**TEXTO DE ESTUDIO:**
★ ★ ★ ★ ★
“Ten cuidado de ti mismo y de la doctrina; persiste en ello, pues haciendo esto te salvarás a ti mismo y a los que te escuchan.”
1 Timoteo 4:16
Estas fueron las palabras del apóstol Pablo al pastor joven Timoteo. Nos habla de la importancia de cuidarnos de nosotros mismos. Se dice que nuestro peor enemigo somos nosotros mismos. Cuando pensamos que estamos bien, o que estamos tan fuertes que no podemos caer.
Pablo también le escribe a los Corintios en 1 Cor. 10:12 “Así que, el que piensa estar firme, mire que no caiga.”
Aquel que cree estar firme no debe mostrarse confiado ni seguro, sino mantenerse en guardia. Otros han caído, y nosotros también podríamos caer. Cuando más confiamos en nuestra propia fuerza, es cuando más propensos estamos a sentirnos seguros y a bajar la guardia y cuando más probabilidades tenemos de caer.
La fuerza que no se vigila en realidad es una doble debilidad porque es allí donde las tentaciones menos probables minan tu fuerza. Los personajes de la Biblia tropezaron en sus puntos fuertes, no en los débiles.
Cuídate de pensar que las áreas en las que has triunfado en el pasado son las que tienen menos probabilidad de hacerte tropezar y caer.
★ ★ ★ ★ ★
**FILAS EXTRAÍDAS:**
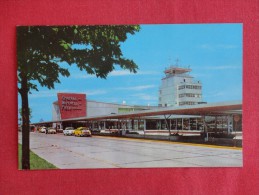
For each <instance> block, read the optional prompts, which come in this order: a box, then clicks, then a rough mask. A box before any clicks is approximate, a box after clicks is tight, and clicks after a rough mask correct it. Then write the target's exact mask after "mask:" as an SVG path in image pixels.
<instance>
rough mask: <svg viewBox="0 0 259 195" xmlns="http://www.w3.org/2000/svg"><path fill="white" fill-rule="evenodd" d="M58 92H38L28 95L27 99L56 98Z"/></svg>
mask: <svg viewBox="0 0 259 195" xmlns="http://www.w3.org/2000/svg"><path fill="white" fill-rule="evenodd" d="M57 93H58V91H56V90H48V91H38V92H33V93H32V94H29V98H48V97H54V96H57Z"/></svg>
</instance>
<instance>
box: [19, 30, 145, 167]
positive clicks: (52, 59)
mask: <svg viewBox="0 0 259 195" xmlns="http://www.w3.org/2000/svg"><path fill="white" fill-rule="evenodd" d="M139 30H140V26H138V25H109V26H107V25H102V26H19V27H17V59H18V92H19V94H20V95H21V100H22V169H30V164H29V103H28V93H30V91H31V90H32V89H34V90H38V89H37V83H39V84H40V85H41V86H45V87H47V88H49V89H51V88H54V84H55V83H60V80H59V76H60V75H62V76H65V77H68V76H69V75H70V73H69V71H68V69H67V68H64V67H62V66H60V65H59V64H60V63H61V62H67V63H68V64H69V65H70V66H71V65H76V66H77V67H78V68H79V69H80V70H81V71H85V74H95V75H96V76H97V77H100V78H106V77H107V75H108V73H109V72H111V71H113V70H114V69H115V66H119V67H121V68H122V69H128V70H129V71H130V72H133V73H136V71H137V68H138V67H137V65H136V64H135V62H134V61H132V60H129V59H126V58H124V56H123V53H122V51H121V49H120V46H121V43H123V42H125V41H126V40H127V36H128V34H131V35H134V34H135V33H136V32H138V31H139ZM79 45H80V47H79Z"/></svg>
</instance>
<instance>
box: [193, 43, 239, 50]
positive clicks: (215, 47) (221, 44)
★ ★ ★ ★ ★
**CONSIGNA 1:**
Indica si cada afirmación concuerda con el texto sobre 1 Timoteo 4:16 y responde sí o no, citando literalmente las palabras que lo deciden. (a) Los personajes de la Biblia tropezaron en sus puntos débiles. (b) El texto recoge unas palabras que Pablo escribe a los Corintios. (c) La fuerza que no se vigila es una doble debilidad.
**CONSIGNA 2:**
Prolonga el texto sobre 1 Timoteo 4:16 a partir de su última oración.
Las filas no tienen relación alguna con el texto sobre 1 Timoteo 4:16.

**RESPUESTA 1:**
(a) No: «Los personajes de la Biblia tropezaron en sus puntos fuertes, no en los débiles.»
(b) Sí: «Pablo también le escribe a los Corintios en 1 Cor. 10:12»
(c) Sí: «La fuerza que no se vigila en realidad es una doble debilidad»

**RESPUESTA 2:**
No trates de predecir de dónde vendrá la tentación. El verdadero peligro está en lo improbable. Es después de una gran experiencia espiritual que vienen las tentaciones improbables.
Lo primero que todo obrero cristiano debe vigilar es su propia vida —no solo su vida exterior, sino también sus pensamientos y sentimientos interiores—. Por muy recta que sea la doctrina de una persona, o por muy eficaz que sea en su enseñanza, si existe una falla en su vida interior o exterior, esta la arruinará.
Dios nos guarda por su poder, pero nosotros debemos de seguir manteniéndonos alerta. Velar y orar.
Reflexión
¿Has permanecido fiel a Dios durante las pruebas grandes e intensas? Ahora cuídate de las corrientes ocultas. La desconfianza en sí mismo es lo que nos impulsa a la vigilancia y a la dependencia de Dios. En qué áreas confías más en ti que en Dios?
Oración
Señor la mejor forma de cuidarnos de nosotros mismos y permanecer firmes es no confiar en nosotros mismos sino estar totalmente dependiendo de ti. Ayúdanos a perseverar y persistir en tu palabra cada día. A mantenernos alerta después de las victorias. Que nuestras emociones y pensamientos estén alineados a tu Espíritu y reprender toda altivez y orgullo. Guárdanos con tu poder por la fe hasta de día de tu venida. En en nombre de Jesús, amén.